The Wedding Gift – A conversation

SHE – But what’s wrong with gifting an AC?

ME – Look, all that an AC does is sucking the interior temperature and pushing it outside! Implication? The outside temperature continues to grow! That’s global warming!

SHE – Yeah.! I know the science!

ME – But knowing science is not enough. You would continue to use AC because the globe is warming and the warming continues.. Look.. Any Invention should, if possible, eliminate its need and not strengthen its necessity!

SHE – But I didn’t invent an AC! Willis Carrier did!

ME – Yeah.! But you are strengthening its necessity!

Silence…

SHE – So what should we gift them? A ceiling fan?

ME – That won’t help the humidity!

SHE – But this is hill station! It’s never humid here!

ME – But what if after a year, they move to a coastal place? That would be humid!

SHE – That’s a maybe case! And maybe they have better things to pack and move than a ceiling fan!

------------------------------------

◆ Problems and tasks:
1. In the wedding gift conversation, who does SHE say invented the AC?
2. Return the wedding gift conversation word for word, everything from "ME – That won’t" down to "a ceiling fan!".

------------------------------------

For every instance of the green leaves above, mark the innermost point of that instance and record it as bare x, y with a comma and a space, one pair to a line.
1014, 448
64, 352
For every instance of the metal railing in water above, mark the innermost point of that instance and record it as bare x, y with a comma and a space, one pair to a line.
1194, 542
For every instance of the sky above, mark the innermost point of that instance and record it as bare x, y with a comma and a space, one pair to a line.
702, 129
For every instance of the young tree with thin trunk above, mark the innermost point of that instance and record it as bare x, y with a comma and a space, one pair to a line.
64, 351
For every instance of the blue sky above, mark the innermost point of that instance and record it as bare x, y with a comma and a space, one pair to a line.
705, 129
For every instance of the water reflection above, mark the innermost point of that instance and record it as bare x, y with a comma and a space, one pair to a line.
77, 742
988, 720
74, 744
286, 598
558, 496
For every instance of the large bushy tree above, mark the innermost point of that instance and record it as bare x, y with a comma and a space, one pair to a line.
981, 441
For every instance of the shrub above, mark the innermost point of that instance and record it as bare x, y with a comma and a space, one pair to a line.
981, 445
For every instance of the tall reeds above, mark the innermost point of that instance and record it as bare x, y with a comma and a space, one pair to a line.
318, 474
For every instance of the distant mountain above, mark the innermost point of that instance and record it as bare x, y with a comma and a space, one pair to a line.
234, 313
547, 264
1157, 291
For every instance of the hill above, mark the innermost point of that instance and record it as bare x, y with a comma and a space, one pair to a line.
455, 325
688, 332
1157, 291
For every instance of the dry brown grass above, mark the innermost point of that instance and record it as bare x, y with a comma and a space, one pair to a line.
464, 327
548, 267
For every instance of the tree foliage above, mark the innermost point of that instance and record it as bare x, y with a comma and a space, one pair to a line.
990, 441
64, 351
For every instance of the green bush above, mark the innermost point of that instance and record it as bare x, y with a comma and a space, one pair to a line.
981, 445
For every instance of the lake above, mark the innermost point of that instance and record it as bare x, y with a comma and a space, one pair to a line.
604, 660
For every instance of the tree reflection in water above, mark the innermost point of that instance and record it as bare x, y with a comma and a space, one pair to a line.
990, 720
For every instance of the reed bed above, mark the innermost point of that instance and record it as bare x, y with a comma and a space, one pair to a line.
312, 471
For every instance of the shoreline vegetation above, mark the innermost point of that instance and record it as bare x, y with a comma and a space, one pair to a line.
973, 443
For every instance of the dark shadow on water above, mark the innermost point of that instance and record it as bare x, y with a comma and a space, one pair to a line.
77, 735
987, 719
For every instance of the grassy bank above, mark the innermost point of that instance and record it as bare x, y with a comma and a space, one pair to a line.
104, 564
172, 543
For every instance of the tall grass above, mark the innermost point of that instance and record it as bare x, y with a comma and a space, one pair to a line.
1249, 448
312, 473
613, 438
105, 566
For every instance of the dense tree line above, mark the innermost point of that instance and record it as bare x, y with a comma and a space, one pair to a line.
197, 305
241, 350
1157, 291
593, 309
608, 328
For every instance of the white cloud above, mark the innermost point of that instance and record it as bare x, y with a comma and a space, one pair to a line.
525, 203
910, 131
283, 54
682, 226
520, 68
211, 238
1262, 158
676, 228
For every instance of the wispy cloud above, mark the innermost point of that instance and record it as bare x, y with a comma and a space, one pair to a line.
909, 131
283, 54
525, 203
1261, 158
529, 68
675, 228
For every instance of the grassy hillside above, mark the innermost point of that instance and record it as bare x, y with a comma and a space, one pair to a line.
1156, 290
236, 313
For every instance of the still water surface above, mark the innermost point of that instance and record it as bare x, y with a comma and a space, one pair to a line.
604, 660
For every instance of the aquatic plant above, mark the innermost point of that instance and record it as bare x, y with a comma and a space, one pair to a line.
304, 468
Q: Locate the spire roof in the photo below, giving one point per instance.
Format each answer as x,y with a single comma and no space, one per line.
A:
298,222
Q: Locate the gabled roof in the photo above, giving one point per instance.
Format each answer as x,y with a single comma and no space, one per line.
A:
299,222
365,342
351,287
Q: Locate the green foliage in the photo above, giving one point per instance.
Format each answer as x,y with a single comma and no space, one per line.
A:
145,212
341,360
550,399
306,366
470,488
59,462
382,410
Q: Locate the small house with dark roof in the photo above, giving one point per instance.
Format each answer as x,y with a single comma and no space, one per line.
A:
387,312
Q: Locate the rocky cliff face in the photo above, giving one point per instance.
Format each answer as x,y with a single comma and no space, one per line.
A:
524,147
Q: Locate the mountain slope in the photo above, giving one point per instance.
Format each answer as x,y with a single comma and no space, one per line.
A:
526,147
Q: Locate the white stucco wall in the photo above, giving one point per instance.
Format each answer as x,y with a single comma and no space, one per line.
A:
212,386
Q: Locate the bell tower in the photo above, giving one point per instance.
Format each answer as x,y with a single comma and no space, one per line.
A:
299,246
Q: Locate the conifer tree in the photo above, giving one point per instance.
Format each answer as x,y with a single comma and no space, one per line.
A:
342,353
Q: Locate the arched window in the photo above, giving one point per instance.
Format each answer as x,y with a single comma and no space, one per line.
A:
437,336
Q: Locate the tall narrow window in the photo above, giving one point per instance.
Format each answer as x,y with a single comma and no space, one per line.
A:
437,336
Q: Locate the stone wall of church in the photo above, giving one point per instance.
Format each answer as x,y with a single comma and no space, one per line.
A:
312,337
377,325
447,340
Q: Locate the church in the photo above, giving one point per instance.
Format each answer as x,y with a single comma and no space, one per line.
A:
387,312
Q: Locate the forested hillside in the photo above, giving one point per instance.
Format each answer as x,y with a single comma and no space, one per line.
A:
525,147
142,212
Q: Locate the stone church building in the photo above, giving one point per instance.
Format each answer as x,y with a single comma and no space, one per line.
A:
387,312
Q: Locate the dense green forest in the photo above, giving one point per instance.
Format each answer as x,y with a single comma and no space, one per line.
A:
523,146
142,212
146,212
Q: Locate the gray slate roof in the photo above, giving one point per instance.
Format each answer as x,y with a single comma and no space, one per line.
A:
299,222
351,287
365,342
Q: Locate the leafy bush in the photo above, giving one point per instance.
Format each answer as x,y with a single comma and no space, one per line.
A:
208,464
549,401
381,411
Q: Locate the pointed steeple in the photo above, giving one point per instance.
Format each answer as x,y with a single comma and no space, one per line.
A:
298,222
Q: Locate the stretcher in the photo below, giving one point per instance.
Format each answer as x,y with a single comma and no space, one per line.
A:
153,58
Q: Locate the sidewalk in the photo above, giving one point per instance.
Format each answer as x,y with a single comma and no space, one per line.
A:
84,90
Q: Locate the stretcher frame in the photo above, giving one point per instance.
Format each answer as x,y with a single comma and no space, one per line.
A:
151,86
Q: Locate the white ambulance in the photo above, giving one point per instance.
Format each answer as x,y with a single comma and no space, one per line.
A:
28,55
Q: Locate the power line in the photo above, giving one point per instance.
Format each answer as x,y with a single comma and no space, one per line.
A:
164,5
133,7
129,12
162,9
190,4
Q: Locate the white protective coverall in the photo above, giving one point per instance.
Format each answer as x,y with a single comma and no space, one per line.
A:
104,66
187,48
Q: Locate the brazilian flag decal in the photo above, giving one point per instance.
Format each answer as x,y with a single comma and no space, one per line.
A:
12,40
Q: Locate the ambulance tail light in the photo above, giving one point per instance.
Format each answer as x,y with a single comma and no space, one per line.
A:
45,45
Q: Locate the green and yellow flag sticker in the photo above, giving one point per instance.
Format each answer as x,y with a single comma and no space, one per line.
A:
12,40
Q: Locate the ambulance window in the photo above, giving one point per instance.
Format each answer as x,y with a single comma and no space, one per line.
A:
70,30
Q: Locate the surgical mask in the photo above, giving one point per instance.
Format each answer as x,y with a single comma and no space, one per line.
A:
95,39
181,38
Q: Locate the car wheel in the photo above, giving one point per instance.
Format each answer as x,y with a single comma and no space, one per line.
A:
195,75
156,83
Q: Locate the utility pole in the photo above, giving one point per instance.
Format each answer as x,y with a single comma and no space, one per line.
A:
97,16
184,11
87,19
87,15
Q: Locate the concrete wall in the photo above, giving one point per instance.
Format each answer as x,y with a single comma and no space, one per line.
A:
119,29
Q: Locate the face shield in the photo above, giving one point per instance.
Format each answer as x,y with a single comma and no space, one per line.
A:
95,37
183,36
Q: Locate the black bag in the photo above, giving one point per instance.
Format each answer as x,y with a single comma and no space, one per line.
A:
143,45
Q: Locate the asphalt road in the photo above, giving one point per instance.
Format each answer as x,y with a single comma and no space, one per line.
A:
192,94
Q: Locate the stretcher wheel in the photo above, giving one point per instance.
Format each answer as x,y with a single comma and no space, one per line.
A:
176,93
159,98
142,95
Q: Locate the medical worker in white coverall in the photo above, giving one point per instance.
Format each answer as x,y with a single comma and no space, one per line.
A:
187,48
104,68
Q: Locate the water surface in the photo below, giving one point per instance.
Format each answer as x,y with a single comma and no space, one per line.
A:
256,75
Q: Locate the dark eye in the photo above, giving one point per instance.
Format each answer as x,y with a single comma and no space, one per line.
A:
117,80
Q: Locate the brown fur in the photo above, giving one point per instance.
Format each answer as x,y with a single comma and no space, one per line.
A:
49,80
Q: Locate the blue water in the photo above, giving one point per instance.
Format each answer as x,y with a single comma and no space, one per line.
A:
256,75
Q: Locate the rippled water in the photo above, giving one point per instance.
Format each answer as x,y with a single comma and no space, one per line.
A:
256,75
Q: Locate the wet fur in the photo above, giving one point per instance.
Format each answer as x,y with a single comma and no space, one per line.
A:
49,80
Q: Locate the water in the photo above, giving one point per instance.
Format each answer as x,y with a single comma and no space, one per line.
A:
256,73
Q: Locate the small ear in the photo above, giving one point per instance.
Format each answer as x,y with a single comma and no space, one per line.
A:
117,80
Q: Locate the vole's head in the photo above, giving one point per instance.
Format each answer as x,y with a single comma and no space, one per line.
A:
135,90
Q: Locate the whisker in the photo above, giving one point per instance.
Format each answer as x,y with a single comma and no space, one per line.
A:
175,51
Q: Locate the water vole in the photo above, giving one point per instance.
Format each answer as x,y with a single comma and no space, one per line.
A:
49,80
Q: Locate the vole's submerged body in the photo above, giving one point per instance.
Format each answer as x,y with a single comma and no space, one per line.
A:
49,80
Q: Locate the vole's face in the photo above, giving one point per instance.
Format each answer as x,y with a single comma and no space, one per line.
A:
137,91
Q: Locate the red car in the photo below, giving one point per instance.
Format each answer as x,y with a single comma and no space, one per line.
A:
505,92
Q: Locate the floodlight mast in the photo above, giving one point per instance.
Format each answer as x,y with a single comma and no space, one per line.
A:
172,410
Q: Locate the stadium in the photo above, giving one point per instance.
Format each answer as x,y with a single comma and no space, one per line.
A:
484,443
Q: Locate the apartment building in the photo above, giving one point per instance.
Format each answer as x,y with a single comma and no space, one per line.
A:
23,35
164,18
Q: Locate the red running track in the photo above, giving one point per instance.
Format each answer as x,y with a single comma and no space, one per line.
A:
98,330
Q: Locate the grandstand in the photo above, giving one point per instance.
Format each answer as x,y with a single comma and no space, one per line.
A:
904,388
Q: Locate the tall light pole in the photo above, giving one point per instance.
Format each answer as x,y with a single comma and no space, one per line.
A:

------------------------------------

◆ Exercise results:
1. Willis Carrier

2.
ME – That won’t help the humidity!

SHE – But this is hill station! It’s never humid here!

ME – But what if after a year, they move to a coastal place? That would be humid!

SHE – That’s a maybe case! And maybe they have better things to pack and move than a ceiling fan!